SELECTED EXCERPT:
*** Begin section ***
The following images were generated using Nano Banana 2:

Image prompt (Nano Banana 2): Editorial portrait of a mid-twenties AI creator walking through a neon-lit Tokyo arcade alley at night, oversized denim jacket, soft cinematic glow, 9:16 frame, identity-locked face, no text overlays.
Gemini Omni Flash video prompt: Apply the pose and walking motion from this reference video to the character in the attached image. Quickly style-shift from realistic cinema into anime, then back, twice, while the character keeps walking forward. Add background music that drops on each style change.
4. Refine across turns. Every follow-up is an edit, not a regeneration. Say things like "move the camera over her shoulder," then "change the jacket to ivory linen," then "add a slow-motion beat on the second style change." The character holds. The scene remembers what came before.

Image prompt (Nano Banana 2): Editorial mid-shot of an AI creator standing inside a bioluminescent forest at dusk, deep teal foliage, soft particle bokeh, 9:16, identity-locked face, no logos.
Gemini Omni Flash video prompt: Add a subtle harp glissando whenever the character touches a fern leaf. Make every fern leaf semi-translucent and pulse on each touch. Hold the room structure; only swap the lighting from dusk to dawn over 10 seconds.
*** End section ***
DATA TO EXAMINE:
*** Begin section ***
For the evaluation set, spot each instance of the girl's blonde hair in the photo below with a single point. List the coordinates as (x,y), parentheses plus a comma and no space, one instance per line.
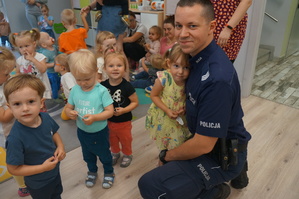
(174,53)
(44,6)
(157,30)
(32,34)
(83,62)
(68,17)
(118,55)
(63,61)
(6,56)
(100,38)
(22,81)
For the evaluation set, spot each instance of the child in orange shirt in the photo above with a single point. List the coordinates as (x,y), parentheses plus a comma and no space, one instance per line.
(74,38)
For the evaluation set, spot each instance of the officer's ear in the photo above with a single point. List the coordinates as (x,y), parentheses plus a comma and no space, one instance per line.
(212,26)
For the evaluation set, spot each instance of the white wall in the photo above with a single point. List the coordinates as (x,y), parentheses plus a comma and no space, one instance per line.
(276,34)
(15,11)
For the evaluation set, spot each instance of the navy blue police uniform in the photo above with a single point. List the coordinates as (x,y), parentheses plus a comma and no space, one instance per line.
(213,109)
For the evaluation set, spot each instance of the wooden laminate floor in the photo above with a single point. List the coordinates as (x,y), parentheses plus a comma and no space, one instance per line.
(278,82)
(273,159)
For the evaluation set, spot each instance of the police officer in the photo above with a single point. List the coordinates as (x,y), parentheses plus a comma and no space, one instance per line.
(217,152)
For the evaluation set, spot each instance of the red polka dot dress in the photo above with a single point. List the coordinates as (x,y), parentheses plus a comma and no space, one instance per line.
(224,9)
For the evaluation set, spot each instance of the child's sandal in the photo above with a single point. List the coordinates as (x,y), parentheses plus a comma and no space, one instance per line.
(91,178)
(115,157)
(108,180)
(126,161)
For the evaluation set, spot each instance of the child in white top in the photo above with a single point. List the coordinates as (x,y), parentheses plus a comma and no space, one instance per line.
(153,47)
(166,116)
(30,61)
(67,79)
(90,104)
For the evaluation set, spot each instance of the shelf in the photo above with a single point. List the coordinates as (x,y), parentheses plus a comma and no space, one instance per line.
(147,11)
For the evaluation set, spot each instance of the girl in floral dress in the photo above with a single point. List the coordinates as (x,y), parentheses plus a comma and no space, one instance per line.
(166,116)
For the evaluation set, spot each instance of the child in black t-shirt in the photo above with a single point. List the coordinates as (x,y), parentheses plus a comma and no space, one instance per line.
(124,101)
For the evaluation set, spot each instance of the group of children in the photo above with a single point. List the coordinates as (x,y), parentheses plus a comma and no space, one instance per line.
(98,97)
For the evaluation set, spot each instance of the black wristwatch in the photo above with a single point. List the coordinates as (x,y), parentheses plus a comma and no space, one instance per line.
(162,156)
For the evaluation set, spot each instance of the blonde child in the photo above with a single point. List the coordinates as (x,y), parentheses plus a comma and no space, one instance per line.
(45,21)
(165,119)
(67,79)
(30,61)
(34,147)
(4,30)
(74,38)
(49,49)
(91,105)
(7,64)
(105,41)
(124,101)
(153,47)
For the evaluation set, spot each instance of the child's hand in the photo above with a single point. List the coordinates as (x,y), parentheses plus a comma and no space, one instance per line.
(118,111)
(100,2)
(172,114)
(83,14)
(29,56)
(147,47)
(73,114)
(50,163)
(59,153)
(88,119)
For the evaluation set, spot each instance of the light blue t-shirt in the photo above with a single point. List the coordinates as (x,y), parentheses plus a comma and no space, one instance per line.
(44,24)
(91,102)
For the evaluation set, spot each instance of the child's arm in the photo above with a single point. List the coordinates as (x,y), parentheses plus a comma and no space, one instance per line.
(50,65)
(59,152)
(155,96)
(88,119)
(70,112)
(5,115)
(40,65)
(134,103)
(144,66)
(28,170)
(83,18)
(49,22)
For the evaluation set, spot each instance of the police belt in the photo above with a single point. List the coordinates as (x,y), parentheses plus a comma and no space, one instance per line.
(226,151)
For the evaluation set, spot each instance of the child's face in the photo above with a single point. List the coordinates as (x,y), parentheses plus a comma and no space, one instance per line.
(179,72)
(46,40)
(5,74)
(26,45)
(25,105)
(45,11)
(58,68)
(115,68)
(86,81)
(153,36)
(108,45)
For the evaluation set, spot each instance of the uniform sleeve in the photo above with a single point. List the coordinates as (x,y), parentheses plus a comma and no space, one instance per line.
(215,110)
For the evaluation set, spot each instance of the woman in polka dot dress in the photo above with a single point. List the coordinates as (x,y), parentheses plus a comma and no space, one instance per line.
(231,18)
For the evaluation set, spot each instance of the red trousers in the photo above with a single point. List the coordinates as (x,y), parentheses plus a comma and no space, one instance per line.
(120,134)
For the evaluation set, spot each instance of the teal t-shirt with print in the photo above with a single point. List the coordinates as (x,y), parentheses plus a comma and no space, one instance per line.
(91,102)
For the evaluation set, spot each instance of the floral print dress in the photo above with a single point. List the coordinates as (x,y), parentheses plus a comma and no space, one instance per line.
(167,132)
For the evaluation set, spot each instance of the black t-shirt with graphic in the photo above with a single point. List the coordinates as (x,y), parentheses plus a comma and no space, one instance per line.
(120,95)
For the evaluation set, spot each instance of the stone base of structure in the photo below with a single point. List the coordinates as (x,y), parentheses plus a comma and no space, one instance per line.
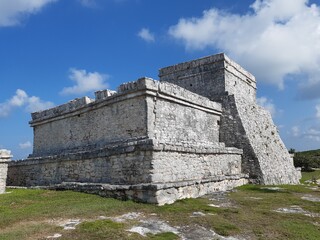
(143,171)
(161,193)
(5,157)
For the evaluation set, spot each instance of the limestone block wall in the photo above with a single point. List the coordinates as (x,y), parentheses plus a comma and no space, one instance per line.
(148,131)
(5,157)
(129,164)
(187,164)
(207,77)
(266,157)
(118,119)
(243,123)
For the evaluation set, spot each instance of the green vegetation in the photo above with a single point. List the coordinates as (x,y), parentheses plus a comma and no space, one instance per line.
(307,160)
(250,213)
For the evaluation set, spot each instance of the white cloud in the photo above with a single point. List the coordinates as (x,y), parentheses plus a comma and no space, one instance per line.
(25,145)
(267,104)
(313,134)
(21,99)
(295,131)
(88,3)
(13,11)
(318,111)
(146,35)
(85,82)
(273,40)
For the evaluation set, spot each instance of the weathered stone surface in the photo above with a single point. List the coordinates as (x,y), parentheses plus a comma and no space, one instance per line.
(5,157)
(196,131)
(244,124)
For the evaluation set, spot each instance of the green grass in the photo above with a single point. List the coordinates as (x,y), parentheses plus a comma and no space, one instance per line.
(35,214)
(310,175)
*** End section ***
INSTRUCTIONS TO FOLLOW: According to the text on image and video prompts, what is every follow-up when refining across turns? The items have nothing to do with the text.

SOLUTION: Every follow-up is an edit, not a regeneration.